### Consigne 1
Comptez les lignes qui contiennent la chaîne « shark » et indiquez seulement ce nombre.

### Extrait du texte
=-=-=-=-=

Version audio

CHAPITRE II




Comment on peut conserver sa dignité en toute chose.

Pour l’être doué de la vie et de la raison, il n’y a d’impossible à supporter que ce qui est contre la raison, mais tout ce qui est conforme à la raison se peut supporter. Les coups par eux-mêmes ne sont point impossibles à supporter. — Comment cela ? — Vois comme les Lacédémoniens se laissent battre de verges, sachant que cela est conforme à la raison. La pendaison elle-même se peut supporter. Lorsque quelqu’un croit qu’elle est conforme à la raison, il s’en va et se pend. En un mot, si nous y faisons attention, nous trouverons que l’être doué de la vie ne souffre de rien tant que de ce qui n’est pas raisonnable ; et qu’en revanche il n’est attiré par rien autant que par ce qui est raisonnable.

Mais ce qui paraît raisonnable ou déraisonnable à l’un, ne le paraît pas à l’autre. Il en est de cela comme du bien et du mal, de l’utile et du nuisible. Et c’est pour ce motif surtout que nous avons besoin d’instruction pour apprendre à mettre d’accord avec la nature, dans chaque cas particulier, notre notion à priori du raisonnable et du déraisonnable.

Or, pour juger de ce qui est conforme ou contraire à la raison, nous ne nous bornons pas à apprécier les objets extérieurs, nous tenons compte encore de notre dignité personnelle. L’un, en effet, trouve conforme à la raison de présenter le pot de chambre à quelqu’un, parce qu’il ne voit qu’une chose : que, s’il ne le présente point, il recevra des coups et ne recevra pas de nourriture ; tandis que s’il le présente, il n’aura à supporter rien de fâcheux ni de pénible. L’autre, non-seulement trouve intolérable de le présenter lui-même, mais encore ne saurait souffrir qu’un autre le lui présente. Si tu me fais cette question : « Présenterai-je ou non le pot de chambre ? » Je te dirai que recevoir de la nourriture vaut mieux que n’en pas recevoir, et qu’il y a plus de désagrément à être frappé de verges qu’à ne pas l’être ; de sorte que, si tu calcules d’après cela ce qui te convient, va présenter le pot de chambre. — Mais la chose est indigne de moi. — C’est à toi de faire entrer cela en ligne de compte, et non pas à moi, car tu es le seul qui sache combien tu t’estimes, et combien tu veux te vendre. Chacun se vend un prix différent.

=-=-=-=-=

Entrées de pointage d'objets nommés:
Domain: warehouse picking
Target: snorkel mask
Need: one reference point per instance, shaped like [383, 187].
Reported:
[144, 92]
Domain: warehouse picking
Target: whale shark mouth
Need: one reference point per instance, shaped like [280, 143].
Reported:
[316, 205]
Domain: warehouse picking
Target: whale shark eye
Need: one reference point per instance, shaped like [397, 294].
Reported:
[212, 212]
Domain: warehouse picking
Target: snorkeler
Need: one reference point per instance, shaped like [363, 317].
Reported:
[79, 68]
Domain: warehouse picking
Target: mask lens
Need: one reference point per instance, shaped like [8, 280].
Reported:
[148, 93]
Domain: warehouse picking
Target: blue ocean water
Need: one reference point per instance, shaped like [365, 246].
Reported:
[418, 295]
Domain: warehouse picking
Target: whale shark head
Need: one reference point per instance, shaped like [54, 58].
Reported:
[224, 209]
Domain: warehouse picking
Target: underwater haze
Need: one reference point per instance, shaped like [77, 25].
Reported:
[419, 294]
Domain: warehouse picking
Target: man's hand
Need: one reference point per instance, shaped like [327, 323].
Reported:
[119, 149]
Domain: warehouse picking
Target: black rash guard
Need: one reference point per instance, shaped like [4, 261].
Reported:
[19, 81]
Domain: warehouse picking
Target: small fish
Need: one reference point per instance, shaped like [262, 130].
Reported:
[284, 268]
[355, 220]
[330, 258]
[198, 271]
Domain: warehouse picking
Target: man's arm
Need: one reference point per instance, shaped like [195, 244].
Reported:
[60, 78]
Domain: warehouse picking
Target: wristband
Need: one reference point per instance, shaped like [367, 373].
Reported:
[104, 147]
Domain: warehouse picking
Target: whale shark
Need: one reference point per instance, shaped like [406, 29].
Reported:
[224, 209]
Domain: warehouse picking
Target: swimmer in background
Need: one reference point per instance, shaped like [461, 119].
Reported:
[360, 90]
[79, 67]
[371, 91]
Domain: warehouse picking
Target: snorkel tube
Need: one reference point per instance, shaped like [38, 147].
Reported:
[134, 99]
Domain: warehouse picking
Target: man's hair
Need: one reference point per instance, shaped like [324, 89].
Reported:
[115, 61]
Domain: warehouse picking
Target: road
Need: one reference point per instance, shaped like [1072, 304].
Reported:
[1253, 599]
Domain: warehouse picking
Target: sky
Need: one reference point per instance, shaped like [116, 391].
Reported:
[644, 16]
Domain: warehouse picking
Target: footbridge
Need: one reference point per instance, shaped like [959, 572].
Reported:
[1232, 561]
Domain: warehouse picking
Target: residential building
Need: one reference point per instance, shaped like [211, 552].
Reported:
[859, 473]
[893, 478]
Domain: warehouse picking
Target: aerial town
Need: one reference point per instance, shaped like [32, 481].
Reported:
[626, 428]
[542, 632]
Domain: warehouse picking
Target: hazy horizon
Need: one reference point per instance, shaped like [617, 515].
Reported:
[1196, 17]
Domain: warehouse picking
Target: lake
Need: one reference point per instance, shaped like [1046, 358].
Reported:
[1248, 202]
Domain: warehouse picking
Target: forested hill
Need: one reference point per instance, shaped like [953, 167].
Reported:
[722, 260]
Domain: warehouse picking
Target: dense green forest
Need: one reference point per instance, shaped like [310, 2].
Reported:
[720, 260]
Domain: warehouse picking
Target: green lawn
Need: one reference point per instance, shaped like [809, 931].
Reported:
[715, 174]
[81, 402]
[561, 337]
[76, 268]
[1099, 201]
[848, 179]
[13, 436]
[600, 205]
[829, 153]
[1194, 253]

=-=-=-=-=

### Consigne 2
Répondez brièvement aux questions suivantes d'après le chapitre sur la dignité.
(a) Quel peuple se laisse battre de verges parce qu'il juge cela conforme à la raison ?
(b) De quoi avons-nous besoin pour mettre d'accord avec la nature notre notion a priori du raisonnable et du déraisonnable ?
(c) Pour juger de ce qui est conforme ou contraire à la raison, de quoi tenons-nous compte en plus des objets extérieurs ?

### Résultat 1
4

### Résultat 2
(a) Les Lacédémoniens.
(b) D'instruction.
(c) De notre dignité personnelle.